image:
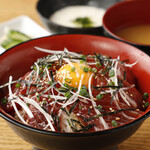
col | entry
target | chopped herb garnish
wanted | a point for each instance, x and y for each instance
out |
(67, 80)
(94, 70)
(98, 65)
(114, 123)
(99, 96)
(81, 61)
(68, 94)
(73, 69)
(71, 109)
(83, 91)
(63, 109)
(85, 69)
(111, 73)
(146, 104)
(4, 101)
(99, 107)
(80, 106)
(145, 95)
(27, 104)
(49, 83)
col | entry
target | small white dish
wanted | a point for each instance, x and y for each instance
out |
(25, 25)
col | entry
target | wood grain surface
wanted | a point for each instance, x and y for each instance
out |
(8, 139)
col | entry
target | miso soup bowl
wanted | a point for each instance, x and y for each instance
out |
(17, 61)
(124, 14)
(45, 8)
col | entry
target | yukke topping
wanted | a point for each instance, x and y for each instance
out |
(71, 92)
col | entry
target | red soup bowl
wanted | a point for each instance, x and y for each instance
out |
(126, 14)
(17, 61)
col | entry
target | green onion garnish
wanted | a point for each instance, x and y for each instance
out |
(73, 69)
(99, 96)
(111, 73)
(145, 95)
(18, 85)
(114, 123)
(85, 69)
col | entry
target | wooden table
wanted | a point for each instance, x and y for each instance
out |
(8, 139)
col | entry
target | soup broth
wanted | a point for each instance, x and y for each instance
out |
(135, 33)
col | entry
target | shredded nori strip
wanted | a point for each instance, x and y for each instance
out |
(106, 114)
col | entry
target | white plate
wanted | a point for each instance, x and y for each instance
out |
(25, 25)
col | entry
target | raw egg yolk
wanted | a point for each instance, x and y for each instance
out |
(71, 74)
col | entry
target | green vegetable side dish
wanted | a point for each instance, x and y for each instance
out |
(84, 22)
(13, 38)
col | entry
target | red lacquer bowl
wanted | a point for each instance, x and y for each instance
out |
(17, 61)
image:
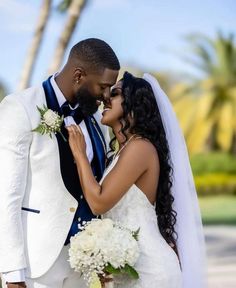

→ **Task directions**
Which of the lines above contain the word "dish"? Collect each one and copy it out in full.

→ **Exercise output**
target | small white dish
target | green vegetable side dish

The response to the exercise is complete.